* start *
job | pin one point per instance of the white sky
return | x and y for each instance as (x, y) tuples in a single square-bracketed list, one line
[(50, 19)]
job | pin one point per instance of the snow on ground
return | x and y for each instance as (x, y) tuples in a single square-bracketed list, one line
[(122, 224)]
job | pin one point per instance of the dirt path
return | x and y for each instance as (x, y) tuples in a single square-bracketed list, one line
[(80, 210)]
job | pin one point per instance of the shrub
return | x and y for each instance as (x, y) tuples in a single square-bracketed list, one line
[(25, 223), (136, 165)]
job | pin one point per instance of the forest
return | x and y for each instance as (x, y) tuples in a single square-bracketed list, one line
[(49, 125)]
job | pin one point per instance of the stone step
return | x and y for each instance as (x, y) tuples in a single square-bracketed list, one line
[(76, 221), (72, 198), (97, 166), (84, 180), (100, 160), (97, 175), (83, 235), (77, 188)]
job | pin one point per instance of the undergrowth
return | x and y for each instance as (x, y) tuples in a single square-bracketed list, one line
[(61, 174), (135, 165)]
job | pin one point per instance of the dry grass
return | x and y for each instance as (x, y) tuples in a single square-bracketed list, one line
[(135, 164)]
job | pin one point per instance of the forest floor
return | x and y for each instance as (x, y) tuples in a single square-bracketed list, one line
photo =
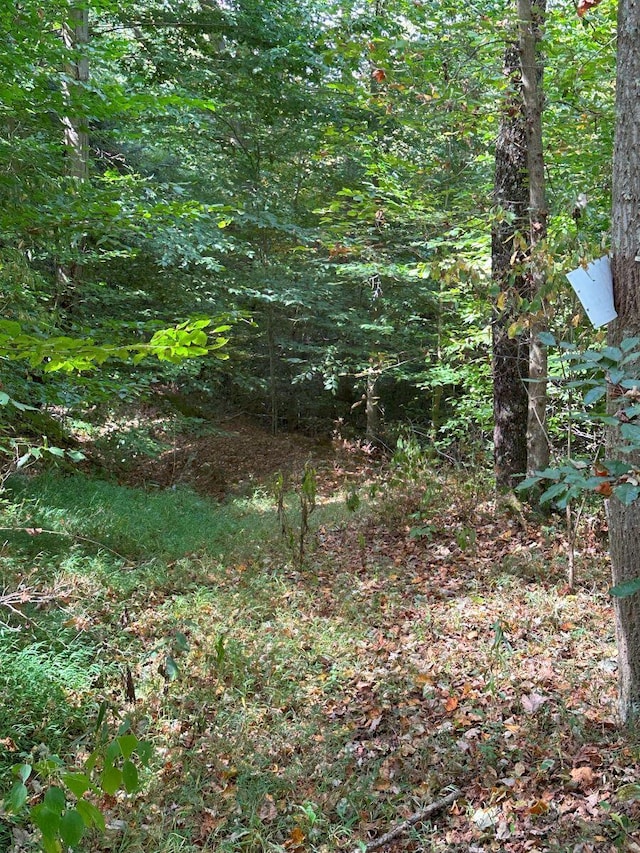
[(423, 643)]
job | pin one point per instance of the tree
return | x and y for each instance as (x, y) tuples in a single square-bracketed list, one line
[(531, 15), (624, 521), (510, 347)]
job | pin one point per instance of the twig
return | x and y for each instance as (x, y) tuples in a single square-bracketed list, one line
[(418, 817), (13, 600), (36, 531)]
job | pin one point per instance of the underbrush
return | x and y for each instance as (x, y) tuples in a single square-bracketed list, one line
[(298, 705)]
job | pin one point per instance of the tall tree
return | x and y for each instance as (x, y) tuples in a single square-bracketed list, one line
[(75, 37), (624, 521), (531, 15), (510, 350)]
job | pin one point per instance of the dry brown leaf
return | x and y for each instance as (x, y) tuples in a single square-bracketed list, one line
[(582, 776), (532, 702), (539, 807), (268, 810)]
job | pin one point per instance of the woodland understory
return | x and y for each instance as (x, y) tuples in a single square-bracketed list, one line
[(306, 439), (427, 641)]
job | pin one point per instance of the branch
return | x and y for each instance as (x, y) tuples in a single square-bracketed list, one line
[(13, 600), (418, 817), (37, 531)]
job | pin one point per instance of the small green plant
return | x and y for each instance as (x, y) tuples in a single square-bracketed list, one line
[(64, 811), (307, 494)]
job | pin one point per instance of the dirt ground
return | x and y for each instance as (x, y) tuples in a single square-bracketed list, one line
[(240, 456)]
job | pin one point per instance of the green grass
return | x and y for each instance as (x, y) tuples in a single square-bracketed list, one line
[(296, 706)]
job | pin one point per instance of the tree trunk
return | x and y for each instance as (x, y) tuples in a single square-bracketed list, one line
[(531, 15), (372, 407), (75, 35), (624, 522), (510, 361)]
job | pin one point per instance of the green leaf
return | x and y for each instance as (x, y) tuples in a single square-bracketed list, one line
[(72, 828), (77, 783), (182, 644), (145, 751), (631, 432), (127, 743), (625, 589), (112, 752), (627, 344), (130, 777), (547, 339), (16, 798), (171, 668), (629, 792), (594, 394), (553, 492), (55, 799), (91, 815), (627, 493), (22, 771), (50, 844), (111, 779), (47, 821)]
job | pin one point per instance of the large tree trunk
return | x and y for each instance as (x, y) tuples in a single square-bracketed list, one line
[(624, 522), (510, 351), (531, 15)]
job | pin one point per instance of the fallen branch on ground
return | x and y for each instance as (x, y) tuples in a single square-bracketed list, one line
[(13, 600), (36, 531), (418, 817)]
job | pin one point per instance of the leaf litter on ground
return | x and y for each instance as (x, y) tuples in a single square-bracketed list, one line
[(319, 706)]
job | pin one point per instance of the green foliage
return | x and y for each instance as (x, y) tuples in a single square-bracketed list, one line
[(593, 372), (63, 812)]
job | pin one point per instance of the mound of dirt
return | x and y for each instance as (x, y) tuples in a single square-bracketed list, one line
[(236, 459)]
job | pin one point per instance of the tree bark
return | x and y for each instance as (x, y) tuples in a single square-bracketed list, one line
[(624, 522), (75, 35), (510, 360), (531, 15)]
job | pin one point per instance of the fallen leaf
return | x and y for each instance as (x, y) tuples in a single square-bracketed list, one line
* end *
DIRECTIVE ->
Write out every line of the entries above as a numbered list. Skip blank lines and leave out the pictures.

TASK RESULT ->
1. job | pin one point per instance of the white sky
2. return | x and y for each instance as (x, y) tuples in a single square-bracketed list, one line
3. [(50, 19)]
4. job | pin one point per instance of the snow on ground
5. return | x and y for each instance as (x, y) tuples in a single square-bracketed list, one line
6. [(122, 224)]
7. job | pin one point per instance of the dirt path
8. return | x and y for each instance as (x, y) tuples in a single square-bracketed list, one line
9. [(80, 210)]
10. job | pin one point per instance of the shrub
11. return | x and y for each instance as (x, y) tuples in a single square-bracketed list, one line
12. [(25, 223), (136, 165)]
13. job | pin one point per instance of the forest
14. return | x and y for each instance as (x, y) tuples in a single square-bracketed list, one line
15. [(49, 125)]
16. job | pin one point per instance of the stone step
17. return | x and y for each instance as (x, y) tuples in a single square-bracketed list, one line
18. [(76, 221), (72, 198), (97, 166), (84, 180), (100, 160), (97, 175), (83, 235), (77, 188)]
19. job | pin one point per instance of the undergrowth
20. return | x and y for each instance as (x, y) tuples in a single square-bracketed list, one line
21. [(61, 174), (135, 165)]
22. job | pin one point per instance of the dry grass
23. return | x and y for each instance as (x, y) tuples in a single square-bracketed list, one line
24. [(135, 164)]
25. job | pin one point per instance of the forest floor
26. return | x and y for each instance as (x, y) tuples in a single square-bracketed list, one line
27. photo =
28. [(423, 643)]
29. job | pin one point per instance of the tree
30. return | x and y for each instance as (x, y) tuples in a single square-bracketed list, one line
31. [(531, 15), (624, 521), (510, 347)]
32. job | pin one point per instance of the twig
33. return | x and y for each instance as (x, y) tuples in a single square-bracketed list, one line
34. [(418, 817), (13, 600), (36, 531)]
35. job | pin one point per instance of the underbrush
36. return | x and y for each instance as (x, y) tuples in a single square-bracketed list, one line
37. [(298, 705)]
38. job | pin one point per instance of the tall tree
39. return | x and y for each instance as (x, y) tuples in a single square-bracketed list, one line
40. [(75, 37), (624, 521), (531, 15), (510, 350)]
41. job | pin one point per instance of the dry brown leaf
42. return | x and y for each instance as (x, y) tuples in a single square-bracketed list, one line
43. [(582, 776), (532, 702), (539, 807), (268, 810)]
44. job | pin one point per instance of the woodland understory
45. return | x and y for each instance as (x, y) tuples in a single square-bracketed list, one line
46. [(306, 439), (427, 641)]
47. job | pin one point per instance of the branch
48. return | x and y for each instance as (x, y) tuples in a single square-bracketed list, one line
49. [(13, 600), (418, 817), (37, 531)]
50. job | pin one point per instance of the small green plant
51. return | x and y for each instance as (x, y) tuples in a single square-bracketed list, one line
52. [(64, 811), (307, 494)]
53. job | pin one point per instance of the dirt ground
54. return | x and y for each instance as (x, y) tuples in a single square-bracketed list, one line
55. [(240, 456)]
56. job | pin one point per instance of the green grass
57. return | x and y for each instance as (x, y) tuples in a single square-bracketed list, one line
58. [(296, 706)]
59. job | pin one point per instance of the tree trunk
60. return | x and y for each instance as (x, y) tuples in a single square-bracketed list, one line
61. [(531, 15), (372, 407), (75, 35), (624, 522), (510, 361)]
62. job | pin one point per instance of the green leaf
63. return | x and y for each instance as (x, y) tuples in a single square-bracketed list, one line
64. [(72, 828), (77, 783), (182, 644), (145, 751), (631, 432), (127, 743), (625, 589), (112, 752), (627, 344), (130, 777), (547, 339), (16, 798), (171, 668), (629, 792), (594, 394), (553, 492), (55, 799), (91, 815), (627, 493), (22, 771), (50, 844), (111, 779), (47, 821)]
65. job | pin one point per instance of the large tree trunk
66. return | x and y for each instance as (x, y) tuples in a single square-bracketed list, one line
67. [(624, 522), (510, 351), (531, 15)]
68. job | pin one point per instance of the fallen branch on ground
69. return | x and y for each instance as (x, y) tuples in a single square-bracketed list, one line
70. [(13, 600), (36, 531), (418, 817)]
71. job | pin one point per instance of the leaf litter on ground
72. return | x and y for each instance as (x, y) tuples in a single square-bracketed list, one line
73. [(319, 706)]
74. job | pin one point per instance of the green foliage
75. return | x and y for each instance as (x, y) tuples in a single square-bracketed list, one line
76. [(593, 372), (63, 812)]
77. job | pin one point per instance of the mound of dirt
78. return | x and y for each instance as (x, y) tuples in a single square-bracketed list, one line
79. [(236, 459)]
80. job | pin one point per instance of the tree bark
81. return | x and y for each instance as (x, y) tuples in a single square-bracketed list, one line
82. [(624, 522), (75, 35), (510, 360), (531, 15)]
83. job | pin one point per instance of the fallen leaf
84. return | x and y for each instance as (x, y) tuples in a single square-bracketed list, one line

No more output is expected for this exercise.